**Challenge:**
Please print every line of the records below without changing anything.

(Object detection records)
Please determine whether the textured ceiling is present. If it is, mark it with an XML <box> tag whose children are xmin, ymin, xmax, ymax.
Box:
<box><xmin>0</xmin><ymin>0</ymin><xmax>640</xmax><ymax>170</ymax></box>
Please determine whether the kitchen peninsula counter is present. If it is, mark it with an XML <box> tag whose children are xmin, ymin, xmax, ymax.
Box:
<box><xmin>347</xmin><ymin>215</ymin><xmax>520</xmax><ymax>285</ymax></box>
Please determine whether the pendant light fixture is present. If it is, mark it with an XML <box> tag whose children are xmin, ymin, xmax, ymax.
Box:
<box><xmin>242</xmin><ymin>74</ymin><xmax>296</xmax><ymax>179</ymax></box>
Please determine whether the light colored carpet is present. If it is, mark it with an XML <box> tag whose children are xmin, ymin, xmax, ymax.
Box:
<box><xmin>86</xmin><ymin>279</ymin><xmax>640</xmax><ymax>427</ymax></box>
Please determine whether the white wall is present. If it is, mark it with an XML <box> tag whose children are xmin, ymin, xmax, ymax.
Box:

**Answer to this task:**
Please determine whether the textured ceiling is present. If it is, mark it with an XML <box> tag whose children are xmin, ymin, xmax, ymax.
Box:
<box><xmin>0</xmin><ymin>0</ymin><xmax>640</xmax><ymax>170</ymax></box>
Please determine whether the kitchen peninsula counter is present. If it is, mark it with an XML <box> tag whose children are xmin, ymin, xmax, ymax.
Box:
<box><xmin>347</xmin><ymin>215</ymin><xmax>520</xmax><ymax>285</ymax></box>
Please determine whether the pendant light fixture is present. If it is, mark it with an XML <box> tag whose children are xmin, ymin, xmax, ymax.
Box:
<box><xmin>242</xmin><ymin>74</ymin><xmax>296</xmax><ymax>179</ymax></box>
Please determine whether the light colored carpet is present. If it is, mark it with an XML <box> tag whose children are xmin, ymin, xmax, ymax.
Box:
<box><xmin>86</xmin><ymin>279</ymin><xmax>640</xmax><ymax>427</ymax></box>
Please determine whether the white wall is present. If it is, mark it with an XML <box> tag whose children are xmin, ymin, xmax, ymax.
Box:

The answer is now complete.